==== Supplied information ====

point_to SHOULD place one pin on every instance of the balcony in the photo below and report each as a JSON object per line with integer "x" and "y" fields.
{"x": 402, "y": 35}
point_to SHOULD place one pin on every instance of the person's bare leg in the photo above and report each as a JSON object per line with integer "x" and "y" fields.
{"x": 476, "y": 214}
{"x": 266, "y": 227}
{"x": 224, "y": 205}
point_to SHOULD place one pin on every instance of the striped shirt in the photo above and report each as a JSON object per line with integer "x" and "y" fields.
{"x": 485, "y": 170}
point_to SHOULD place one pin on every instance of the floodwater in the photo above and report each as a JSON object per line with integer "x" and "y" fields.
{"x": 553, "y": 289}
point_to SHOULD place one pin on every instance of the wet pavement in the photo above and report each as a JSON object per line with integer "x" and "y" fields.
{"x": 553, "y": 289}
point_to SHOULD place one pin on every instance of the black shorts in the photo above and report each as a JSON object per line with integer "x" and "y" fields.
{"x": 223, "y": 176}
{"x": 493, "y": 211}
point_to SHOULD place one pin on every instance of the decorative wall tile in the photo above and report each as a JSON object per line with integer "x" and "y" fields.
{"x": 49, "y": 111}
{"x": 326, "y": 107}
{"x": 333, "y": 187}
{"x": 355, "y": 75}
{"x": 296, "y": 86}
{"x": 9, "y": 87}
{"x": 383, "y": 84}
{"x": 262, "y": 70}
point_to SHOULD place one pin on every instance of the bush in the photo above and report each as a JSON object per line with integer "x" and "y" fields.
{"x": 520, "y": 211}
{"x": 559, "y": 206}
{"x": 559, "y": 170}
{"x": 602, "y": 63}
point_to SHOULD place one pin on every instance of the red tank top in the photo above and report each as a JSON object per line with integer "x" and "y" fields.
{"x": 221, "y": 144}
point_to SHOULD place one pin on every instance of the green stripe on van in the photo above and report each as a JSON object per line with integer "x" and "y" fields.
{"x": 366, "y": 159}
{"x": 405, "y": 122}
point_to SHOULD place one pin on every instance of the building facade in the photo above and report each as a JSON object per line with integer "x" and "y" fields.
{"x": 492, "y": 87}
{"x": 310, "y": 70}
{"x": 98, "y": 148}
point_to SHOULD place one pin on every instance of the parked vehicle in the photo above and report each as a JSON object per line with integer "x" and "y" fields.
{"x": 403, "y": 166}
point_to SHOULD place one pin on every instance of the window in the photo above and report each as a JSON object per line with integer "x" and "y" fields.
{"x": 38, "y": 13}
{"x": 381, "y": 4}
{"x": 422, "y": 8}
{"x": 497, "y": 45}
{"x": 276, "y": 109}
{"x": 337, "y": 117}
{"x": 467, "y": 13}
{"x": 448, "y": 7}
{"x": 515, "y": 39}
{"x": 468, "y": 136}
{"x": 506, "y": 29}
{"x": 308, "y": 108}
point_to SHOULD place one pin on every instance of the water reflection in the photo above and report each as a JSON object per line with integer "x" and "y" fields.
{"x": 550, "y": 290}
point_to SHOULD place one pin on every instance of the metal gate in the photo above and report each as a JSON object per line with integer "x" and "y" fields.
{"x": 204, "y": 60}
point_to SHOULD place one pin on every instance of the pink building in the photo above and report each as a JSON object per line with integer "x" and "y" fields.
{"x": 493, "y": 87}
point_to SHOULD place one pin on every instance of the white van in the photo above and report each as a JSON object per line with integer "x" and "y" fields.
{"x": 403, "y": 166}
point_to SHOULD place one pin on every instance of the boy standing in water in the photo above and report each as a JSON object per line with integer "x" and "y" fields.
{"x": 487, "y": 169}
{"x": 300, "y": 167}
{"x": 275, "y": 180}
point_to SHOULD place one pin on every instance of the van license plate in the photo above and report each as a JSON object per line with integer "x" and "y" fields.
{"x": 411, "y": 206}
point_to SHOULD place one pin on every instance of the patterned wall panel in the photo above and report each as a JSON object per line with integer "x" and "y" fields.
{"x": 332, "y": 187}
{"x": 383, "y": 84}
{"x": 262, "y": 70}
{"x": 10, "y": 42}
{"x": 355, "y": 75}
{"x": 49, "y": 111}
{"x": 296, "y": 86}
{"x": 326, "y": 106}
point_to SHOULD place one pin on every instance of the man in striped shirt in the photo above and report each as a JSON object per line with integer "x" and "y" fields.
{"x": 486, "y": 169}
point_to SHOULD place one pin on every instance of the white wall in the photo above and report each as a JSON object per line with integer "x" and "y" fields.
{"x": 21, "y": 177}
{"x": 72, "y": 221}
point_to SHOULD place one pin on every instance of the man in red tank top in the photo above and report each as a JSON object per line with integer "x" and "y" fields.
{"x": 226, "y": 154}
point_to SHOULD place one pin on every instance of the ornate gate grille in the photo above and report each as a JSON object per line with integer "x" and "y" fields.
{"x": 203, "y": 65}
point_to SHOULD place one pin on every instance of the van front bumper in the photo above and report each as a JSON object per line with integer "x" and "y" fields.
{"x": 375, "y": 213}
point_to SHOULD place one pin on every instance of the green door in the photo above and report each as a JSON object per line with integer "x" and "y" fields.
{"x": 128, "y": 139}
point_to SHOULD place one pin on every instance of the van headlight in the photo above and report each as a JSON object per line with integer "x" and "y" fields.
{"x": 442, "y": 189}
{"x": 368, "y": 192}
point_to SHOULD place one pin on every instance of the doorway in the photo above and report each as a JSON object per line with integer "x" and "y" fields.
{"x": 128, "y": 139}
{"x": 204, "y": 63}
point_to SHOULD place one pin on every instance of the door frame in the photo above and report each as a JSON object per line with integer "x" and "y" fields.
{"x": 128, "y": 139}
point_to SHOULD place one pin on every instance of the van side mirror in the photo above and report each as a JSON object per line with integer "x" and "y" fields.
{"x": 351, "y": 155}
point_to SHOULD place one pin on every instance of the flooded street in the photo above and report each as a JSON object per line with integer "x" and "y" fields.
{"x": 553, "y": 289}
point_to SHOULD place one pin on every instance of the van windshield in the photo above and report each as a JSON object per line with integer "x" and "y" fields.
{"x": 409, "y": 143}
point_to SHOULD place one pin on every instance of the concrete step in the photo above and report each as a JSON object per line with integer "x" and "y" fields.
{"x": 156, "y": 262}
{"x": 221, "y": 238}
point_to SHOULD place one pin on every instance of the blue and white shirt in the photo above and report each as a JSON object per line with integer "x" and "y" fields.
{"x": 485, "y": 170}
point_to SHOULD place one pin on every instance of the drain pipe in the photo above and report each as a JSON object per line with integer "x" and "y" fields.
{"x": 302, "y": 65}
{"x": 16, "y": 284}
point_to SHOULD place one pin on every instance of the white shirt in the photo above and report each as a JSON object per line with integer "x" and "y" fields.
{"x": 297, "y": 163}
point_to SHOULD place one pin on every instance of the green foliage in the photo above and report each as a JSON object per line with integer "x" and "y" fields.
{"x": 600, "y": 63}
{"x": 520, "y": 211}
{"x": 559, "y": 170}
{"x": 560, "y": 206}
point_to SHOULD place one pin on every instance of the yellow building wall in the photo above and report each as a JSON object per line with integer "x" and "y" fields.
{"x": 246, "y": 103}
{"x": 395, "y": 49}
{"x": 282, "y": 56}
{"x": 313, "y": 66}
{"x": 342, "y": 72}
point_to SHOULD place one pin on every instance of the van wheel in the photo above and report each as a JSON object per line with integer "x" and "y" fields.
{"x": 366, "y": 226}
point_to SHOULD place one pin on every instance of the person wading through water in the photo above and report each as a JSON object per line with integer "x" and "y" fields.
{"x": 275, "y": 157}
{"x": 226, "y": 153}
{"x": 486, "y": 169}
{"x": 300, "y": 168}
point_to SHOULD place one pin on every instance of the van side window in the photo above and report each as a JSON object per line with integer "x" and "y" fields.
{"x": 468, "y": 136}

====

Task goal:
Give back all the data exactly as it was written.

Exercise answer:
point_to SHOULD place one pin on every instance of the balcony in the photo below and report each as a JSON object per line with integer "x" and "y" fields.
{"x": 402, "y": 35}
point_to SHOULD place one pin on every instance of the person's bare leg in the photo above and report each as a JSON object per line with integer "x" and "y" fields.
{"x": 476, "y": 214}
{"x": 266, "y": 227}
{"x": 224, "y": 205}
point_to SHOULD place one pin on every instance of the striped shirt in the photo above and report each as a JSON object per line with integer "x" and "y" fields.
{"x": 485, "y": 170}
point_to SHOULD place one pin on every instance of the floodwater in the photo above and report each as a JSON object per line with integer "x" and "y" fields.
{"x": 553, "y": 289}
point_to SHOULD place one pin on every instance of the wet pavement in the photo above and report each as a JSON object per line with integer "x" and "y" fields.
{"x": 553, "y": 289}
point_to SHOULD place one pin on every instance of the black shorts in the photo above and report each as a JSON object per line with integer "x" and "y" fields.
{"x": 223, "y": 176}
{"x": 493, "y": 211}
point_to SHOULD place one pin on every instance of the decorative wall tile in the photo above and report each as a JSON object per line with integer "x" and "y" fields.
{"x": 49, "y": 111}
{"x": 326, "y": 107}
{"x": 333, "y": 187}
{"x": 355, "y": 75}
{"x": 296, "y": 86}
{"x": 9, "y": 87}
{"x": 383, "y": 84}
{"x": 262, "y": 70}
point_to SHOULD place one pin on every instance of the bush in the photo above and report each as a JSON object per line with integer "x" and "y" fields.
{"x": 520, "y": 211}
{"x": 559, "y": 206}
{"x": 559, "y": 170}
{"x": 602, "y": 63}
point_to SHOULD place one pin on every instance of the red tank top in the photo above and report each as a JSON object per line with integer "x" and "y" fields.
{"x": 221, "y": 144}
point_to SHOULD place one pin on every instance of the green stripe on van in the photo above and report each as a JSON object per line with integer "x" and "y" fields.
{"x": 366, "y": 159}
{"x": 405, "y": 122}
point_to SHOULD place one pin on every instance of the building facade in the photo above and report each as a JSON object per line with integer "x" and "y" fields.
{"x": 492, "y": 87}
{"x": 310, "y": 70}
{"x": 98, "y": 148}
point_to SHOULD place one pin on every instance of the parked vehicle in the photo above and report each as a JSON object per line with integer "x" and "y" fields.
{"x": 403, "y": 166}
point_to SHOULD place one pin on every instance of the window in the photo above and report each as a JSON object per line with integer "x" and "y" fields.
{"x": 38, "y": 13}
{"x": 381, "y": 4}
{"x": 422, "y": 8}
{"x": 497, "y": 45}
{"x": 276, "y": 109}
{"x": 337, "y": 117}
{"x": 467, "y": 13}
{"x": 448, "y": 7}
{"x": 515, "y": 39}
{"x": 468, "y": 136}
{"x": 506, "y": 29}
{"x": 308, "y": 108}
point_to SHOULD place one pin on every instance of the water reflection in the photo above and report each as a JSON object per line with integer "x" and "y" fields.
{"x": 550, "y": 290}
point_to SHOULD place one pin on every instance of the metal gate in the photo above and report each as a JSON object per line with integer "x" and "y" fields.
{"x": 204, "y": 60}
point_to SHOULD place one pin on every instance of the pink building in the photo above and report each as a JSON object per line with integer "x" and "y" fields.
{"x": 493, "y": 87}
point_to SHOULD place one pin on every instance of the white van in the photo above and report each as a JSON object per line with integer "x" and "y" fields.
{"x": 403, "y": 166}
point_to SHOULD place one pin on every instance of the boy standing in water in the photo above and report each as a JSON object per line with integer "x" and "y" fields.
{"x": 487, "y": 169}
{"x": 300, "y": 167}
{"x": 275, "y": 180}
point_to SHOULD place one pin on every instance of the van license plate in the photo above and report each as a JSON object per line with integer "x" and "y" fields.
{"x": 411, "y": 206}
point_to SHOULD place one pin on every instance of the patterned wall panel in the photo above and report each as a JSON object per line with integer "x" and "y" fields.
{"x": 332, "y": 187}
{"x": 383, "y": 84}
{"x": 262, "y": 70}
{"x": 10, "y": 42}
{"x": 355, "y": 75}
{"x": 49, "y": 111}
{"x": 296, "y": 86}
{"x": 326, "y": 106}
point_to SHOULD place one pin on every instance of the man in striped shirt in the photo above and report each as a JSON object per line with integer "x" and "y" fields.
{"x": 486, "y": 169}
point_to SHOULD place one pin on every instance of the white wall in the photo above and report each as a JSON object per line with integer "x" and "y" fields.
{"x": 21, "y": 177}
{"x": 72, "y": 221}
point_to SHOULD place one pin on every instance of the man in red tank top in the photo above and report each as a JSON object per line with integer "x" and "y" fields.
{"x": 226, "y": 154}
point_to SHOULD place one pin on every instance of the ornate gate grille in the photo above and report each as a JSON object per line with integer "x" and "y" fields.
{"x": 203, "y": 65}
point_to SHOULD place one pin on every instance of the van front bumper in the photo above and report each as a JSON object per line with integer "x" and "y" fields.
{"x": 375, "y": 213}
point_to SHOULD place one pin on every instance of the green door in the photo above and report each as a JSON object per line with integer "x" and "y" fields.
{"x": 128, "y": 139}
point_to SHOULD place one pin on every instance of the van headlight in the photo above and report each as a JSON object per line with integer "x" and "y" fields.
{"x": 442, "y": 189}
{"x": 368, "y": 192}
point_to SHOULD place one pin on every instance of the doorway in the photo above and report each as a JSON object per line with integer "x" and "y" fields.
{"x": 128, "y": 139}
{"x": 204, "y": 63}
point_to SHOULD place one pin on every instance of the door frame in the photo above and report each as a JSON object per line with integer "x" and "y" fields.
{"x": 128, "y": 139}
point_to SHOULD place one pin on every instance of the van side mirror in the photo above and report each as a JSON object per line with integer "x" and "y" fields.
{"x": 351, "y": 155}
point_to SHOULD place one pin on every instance of the flooded street in the photo above and report each as a JSON object per line with integer "x" and "y" fields.
{"x": 553, "y": 289}
point_to SHOULD place one pin on every instance of the van windshield in the photo above and report each as a JSON object per line with integer "x" and "y" fields.
{"x": 409, "y": 143}
point_to SHOULD place one pin on every instance of the concrete step in the photo above and report each as a JSON object per line with integer "x" and "y" fields.
{"x": 156, "y": 262}
{"x": 221, "y": 238}
point_to SHOULD place one pin on every instance of the blue and white shirt in the photo above and report each as a JSON object per line with integer "x" and "y" fields.
{"x": 485, "y": 170}
point_to SHOULD place one pin on every instance of the drain pipe in the photo above and report each as a JSON object per line with integer "x" and "y" fields.
{"x": 302, "y": 65}
{"x": 16, "y": 284}
point_to SHOULD place one pin on every instance of the white shirt in the photo above and report each as a JSON object per line with integer "x" and "y" fields.
{"x": 297, "y": 163}
point_to SHOULD place one pin on every instance of the green foliage in the photo above and report each as a JSON object per line with integer "x" and "y" fields.
{"x": 600, "y": 63}
{"x": 520, "y": 211}
{"x": 559, "y": 170}
{"x": 560, "y": 206}
point_to SHOULD place one pin on every instance of the yellow building wall in the photo above and report each as a JSON object per line with integer "x" and "y" fields.
{"x": 246, "y": 103}
{"x": 395, "y": 49}
{"x": 282, "y": 56}
{"x": 313, "y": 66}
{"x": 342, "y": 72}
point_to SHOULD place one pin on every instance of the van wheel in the photo above and report each as a JSON object per line with integer "x" and "y" fields.
{"x": 366, "y": 226}
point_to SHOULD place one pin on every instance of the person wading through water in the photo above and report each as a JSON object per line with integer "x" and "y" fields.
{"x": 275, "y": 157}
{"x": 226, "y": 153}
{"x": 486, "y": 169}
{"x": 300, "y": 168}
point_to SHOULD place one pin on every instance of the van side window in the photo above and report each as a JSON object per line with integer "x" and "y" fields.
{"x": 468, "y": 136}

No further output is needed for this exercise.